» **GOALS**:
- a) Repeat the rows below, the ones about segmenting a thin branch, line for line, and leave the pictures out.
- b) Carry on the page about turning pro from the point where it stops.

Amateurs have amateur habits. Pros have pro habits. When we turn pro, we give up the comfortable life but we find our power. Steve answers the question, "How do we overcome Resistance?"

Turning-Pro

25 Comments

  1. Mary Doyle on November 13, 2019 at 4:39 am

    Thanks for this, Steve – I didn’t know that I needed to hear this until I read it!

    • Annette Tingle on November 13, 2019 at 3:44 pm

      Yes. You said it!

  2. Brian Nelson on November 13, 2019 at 7:19 am

    Steve,
    This is so spot-on for many vocations/pursuits. We were about to conduct a very complex and expensive intelligence training exercise, and were just finishing an mind-numbing meeting rehearsing the entire 2 week exercise in 15-30 minute chunks. We had a legal pad filled with mistakes, shortcomings, hidden obstacles we hadn’t considered before.

    Towards the end of the meeting, I asked the team about a language training idea I had. I wanted to blend CrossFit principles of short, intense physical workouts with language training.

    After the meeting, one of the NCOs asked me, “Sir, how about we actually finish this exercise before adding anything new?”

    “Mike, we’ve identified every single area where something could go wrong. For me, this exercise is done. Execution will be fun. We’ve done the hard work. My job is to always think about the direction of our organization–and keep the creative tension alive. Someone has to be looking over the horizon.”
    bsn

    • Jule Kucera on November 13, 2019 at 10:02 am

      Brian, your team is lucky to have you.

  3. Uchenna on November 13, 2019 at 8:06 am

    Wow. Thanks for the inspiration.

  4. Kristi Garrett on November 13, 2019 at 8:25 am

    “Sixty-five is barely a beginning.”

    Bless you, Steve. I often wonder how many times I have to reinvent myself before I’ll be satisfied. Probably never. And maybe that’s the point.

  5. Melanie Bikowski on November 13, 2019 at 8:36 am

    Dang! I was just thinking about this as I am in the middle of writing my first book and was like…well, shit…what about the second one! LOL

  6. Graham Glover on November 13, 2019 at 9:31 am

    I’m a photographer. My main genre for photography, fashion, has fallen apart. I have not been able to get a model for over a year, despite relentless efforts on my part.

» **MATERIAL FOR THIS EXERCISE**:

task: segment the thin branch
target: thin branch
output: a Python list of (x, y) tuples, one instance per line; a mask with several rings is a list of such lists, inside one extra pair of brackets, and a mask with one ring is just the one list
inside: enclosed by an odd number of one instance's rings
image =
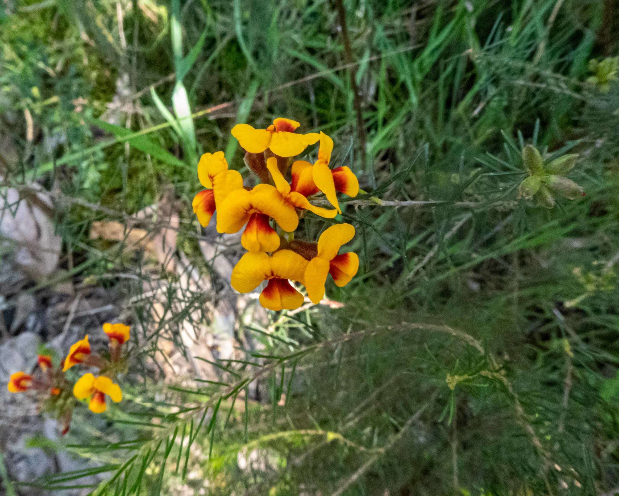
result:
[[(337, 18), (342, 31), (342, 39), (344, 42), (344, 55), (347, 64), (354, 63), (352, 48), (350, 46), (350, 38), (348, 37), (348, 26), (346, 24), (346, 10), (344, 9), (342, 0), (335, 0), (335, 6), (337, 7)], [(366, 167), (366, 137), (365, 126), (363, 124), (363, 115), (361, 108), (361, 97), (359, 95), (359, 88), (355, 79), (355, 73), (348, 71), (350, 76), (350, 86), (352, 88), (353, 103), (355, 105), (355, 112), (357, 114), (357, 132), (359, 135), (359, 150), (361, 152), (361, 161), (363, 168)]]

» **ANSWERS TO THE TASKS**:
- a)
task: segment the thin branch
target: thin branch
output: a Python list of (x, y) tuples, one instance per line; a mask with several rings is a list of such lists, inside one extra pair of brackets, and a mask with one ring is just the one list
inside: enclosed by an odd number of one instance's rings
image =
result:
[[(337, 18), (342, 31), (342, 39), (344, 42), (344, 55), (347, 64), (354, 63), (352, 48), (350, 46), (350, 38), (348, 37), (348, 26), (346, 24), (346, 10), (344, 9), (342, 0), (335, 0), (335, 6), (337, 7)], [(366, 167), (366, 137), (365, 126), (363, 124), (363, 115), (361, 108), (361, 97), (359, 95), (359, 88), (355, 79), (355, 73), (348, 71), (350, 76), (350, 86), (352, 88), (353, 103), (355, 105), (355, 112), (357, 114), (357, 132), (359, 135), (359, 150), (361, 152), (361, 161), (363, 168)]]

- b)
    I’m still shooting regularly. I have one large project for December in the queue, and have one I’m developing for this coming weekend. I just shot a project last weekend and finished all of the processing. Are any of these fashion? Nope. Am I still aiming for fashion? Yup! The next project will be street photography in DC, but I don’t yet have a concept for it and only a vague theme. I’ll develop and refine those tonight during my scheduled project creation time.

  7. Okyeame on November 13, 2019 at 9:47 am

    Great read!

  8. Stehanie Clayton on November 13, 2019 at 9:53 am

    Thanks for this, Mr. Pressfield. As always, good advice.

    I’m enjoying your latest book. I loved last week’s post; the story of your first agents selling it. I wonder if you could discuss (at some point) what inspired you. It seems a bit of a departure from your other work.

    Many thanks.

    • Jule Kucera on November 13, 2019 at 10:01 am

      Stehanie, “a bit of a departure” is a bit of an understatement! Great question… I don’t recall it from Steve’s “from the trenches” posts.

  9. Anne Marie Gazzolo on November 13, 2019 at 11:10 am

    Love ya, Steven! I got so many books inside of me it’s not even funny. I just have to get them out! Thanks and God bless.

  10. Gigi Blackshear on November 13, 2019 at 11:20 am

    How I wish someone had said these words t me when I finished book one. Readers also want the next book. I did eventually crank out book two, but I am stuck. Three has been hard to come by. Thank you for the encouragement.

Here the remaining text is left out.